## READING PASSAGE

Good for quick search

In [50]:
stop_words = {"a", "an", "the", "in", "on"}

In [51]:
"that" in stop_words

False

In [52]:
"up" not in stop_words

True

### dict

Essentially a hash table. O(1)-time search, insertion and deletion

In [53]:
d1 = {'a' : 'some value', 'b' : [1, 2, 3, 4]}
d1

{'a': 'some value', 'b': [1, 2, 3, 4]}

In [54]:
'b' in d1 # check key existence

True

In [55]:
d1[5] = 'some value'
d1['dummy'] = 'another value'
d1

{'a': 'some value',
 'b': [1, 2, 3, 4],
 5: 'some value',
 'dummy': 'another value'}

In [56]:
del d1[5] # delete key "5"
d1

{'a': 'some value', 'b': [1, 2, 3, 4], 'dummy': 'another value'}

In [57]:
ret = d1.pop('dummy')

## ENTRIES
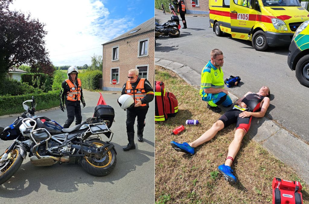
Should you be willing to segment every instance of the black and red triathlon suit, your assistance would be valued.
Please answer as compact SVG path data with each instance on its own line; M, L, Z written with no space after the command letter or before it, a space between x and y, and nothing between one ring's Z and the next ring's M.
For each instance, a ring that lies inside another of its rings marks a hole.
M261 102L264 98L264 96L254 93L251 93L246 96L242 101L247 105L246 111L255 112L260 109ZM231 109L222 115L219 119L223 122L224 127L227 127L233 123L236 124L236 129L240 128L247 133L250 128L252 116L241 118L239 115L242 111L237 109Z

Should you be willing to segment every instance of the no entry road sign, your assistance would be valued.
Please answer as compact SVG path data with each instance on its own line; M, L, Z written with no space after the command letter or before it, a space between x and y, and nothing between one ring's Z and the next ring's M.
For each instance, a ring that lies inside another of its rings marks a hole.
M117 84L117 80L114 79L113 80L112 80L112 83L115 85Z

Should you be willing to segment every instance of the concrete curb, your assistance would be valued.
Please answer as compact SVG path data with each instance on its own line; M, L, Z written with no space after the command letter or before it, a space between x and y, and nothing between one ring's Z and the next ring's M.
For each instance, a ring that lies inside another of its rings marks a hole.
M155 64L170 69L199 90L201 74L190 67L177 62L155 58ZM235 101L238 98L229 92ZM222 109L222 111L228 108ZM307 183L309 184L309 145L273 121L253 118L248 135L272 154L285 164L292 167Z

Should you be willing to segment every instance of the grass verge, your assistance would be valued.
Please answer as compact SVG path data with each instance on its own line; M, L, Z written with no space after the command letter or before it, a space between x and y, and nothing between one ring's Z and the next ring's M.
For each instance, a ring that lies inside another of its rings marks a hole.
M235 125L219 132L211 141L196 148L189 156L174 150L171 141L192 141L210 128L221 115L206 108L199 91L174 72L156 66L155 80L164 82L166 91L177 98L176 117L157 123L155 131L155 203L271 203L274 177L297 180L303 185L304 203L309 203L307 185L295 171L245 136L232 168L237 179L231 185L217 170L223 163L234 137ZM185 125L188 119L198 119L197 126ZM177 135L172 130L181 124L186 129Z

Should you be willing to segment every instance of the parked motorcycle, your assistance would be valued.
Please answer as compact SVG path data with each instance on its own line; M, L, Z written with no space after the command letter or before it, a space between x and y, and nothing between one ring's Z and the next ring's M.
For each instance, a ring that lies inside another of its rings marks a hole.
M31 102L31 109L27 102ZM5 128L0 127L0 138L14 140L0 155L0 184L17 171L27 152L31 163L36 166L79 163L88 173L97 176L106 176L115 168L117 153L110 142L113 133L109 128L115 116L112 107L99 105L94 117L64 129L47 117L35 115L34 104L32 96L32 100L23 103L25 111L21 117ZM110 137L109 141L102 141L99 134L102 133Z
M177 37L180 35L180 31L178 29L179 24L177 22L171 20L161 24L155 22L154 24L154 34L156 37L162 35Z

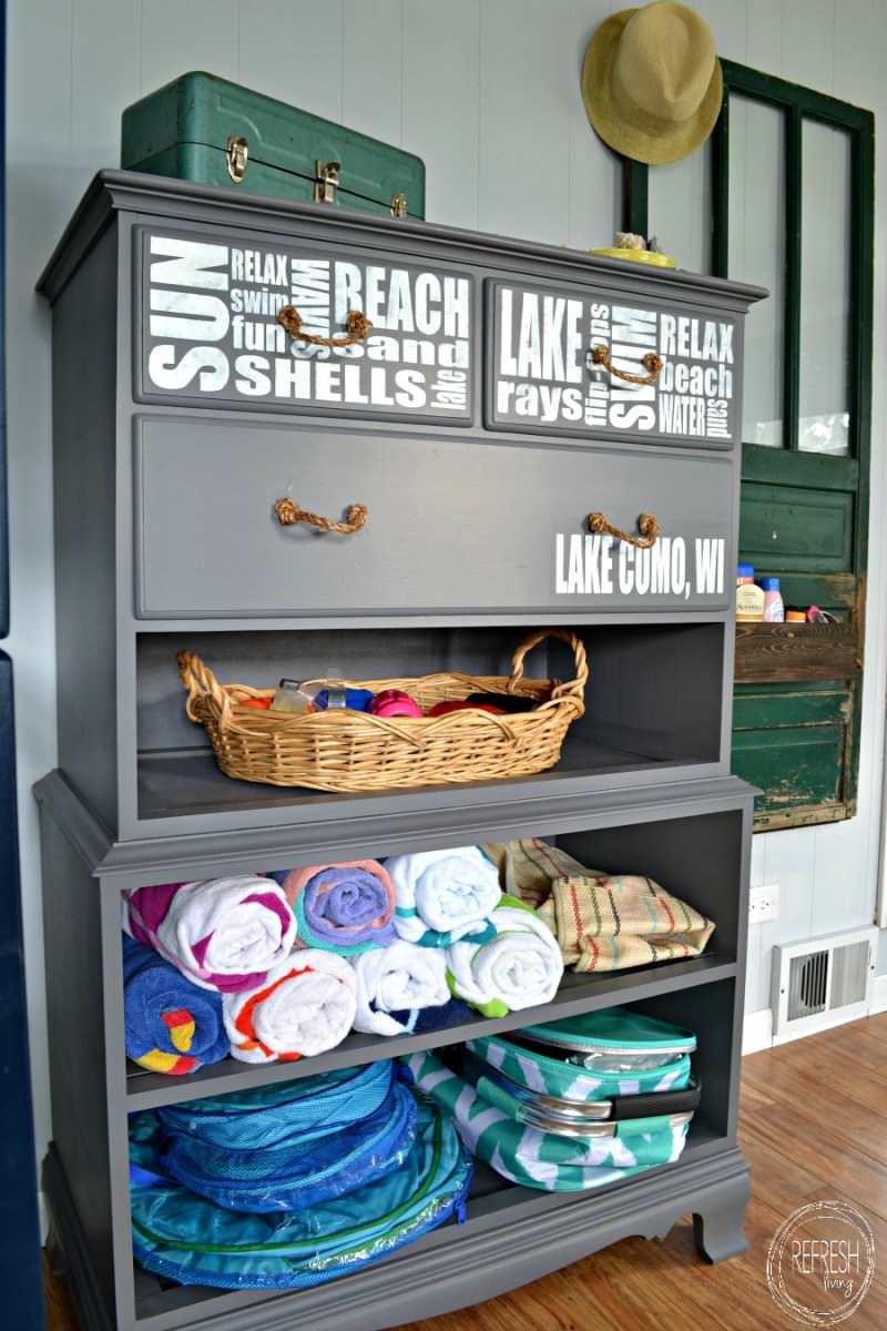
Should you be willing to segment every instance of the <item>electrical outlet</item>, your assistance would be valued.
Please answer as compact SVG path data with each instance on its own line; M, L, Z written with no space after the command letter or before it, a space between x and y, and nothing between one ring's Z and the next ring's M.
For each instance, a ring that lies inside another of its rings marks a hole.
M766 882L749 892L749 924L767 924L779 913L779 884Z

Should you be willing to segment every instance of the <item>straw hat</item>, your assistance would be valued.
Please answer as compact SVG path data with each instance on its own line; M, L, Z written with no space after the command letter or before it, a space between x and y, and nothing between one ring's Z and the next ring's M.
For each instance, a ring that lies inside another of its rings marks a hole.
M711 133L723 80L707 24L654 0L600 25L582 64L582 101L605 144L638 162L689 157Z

## ACTIONS TO TAKE
1: Please translate the sentence "Essentially a hash table." from the Python notebook notes into Spanish.
2: Carry the Python notebook notes forward, starting right after the line "ret = d1.pop('dummy')".
Nothing here requires the lines.

## ANSWERS TO THE EXERCISE
1: Esencialmente, una tabla hash.

2:
d1

{'a': 'some value', 'b': [1, 2, 3, 4]}

#### Loop through dict

In [58]:
for key, value in d1.items():
    print("{}: {}".format(key, value))

a: some value
b: [1, 2, 3, 4]


In [59]:
for key in d1.keys():
    print(key)

a
b


In [60]:
for value in d1.values():
    print(value)

some value
[1, 2, 3, 4]


#### Creating dicts from sequences

In [61]:
mapping = dict(zip("abcde", range(5)))
mapping

{'a': 0, 'b': 1, 'c': 2, 'd': 3, 'e': 4}

#### Default values

Task: count each word in a dataset

In [63]:
dataset = ['apple', 'orange', 'apple', 'banana', 'orange', 'apple']

In [64]:
# Initial idea
word_count = {} # my word counter

for word in dataset:
    # if the word is already encountered
    if word in word_count:
        word_count[word] += 1
    # or this is a new word
    else:
        word_count[word] = 1
print(word_count)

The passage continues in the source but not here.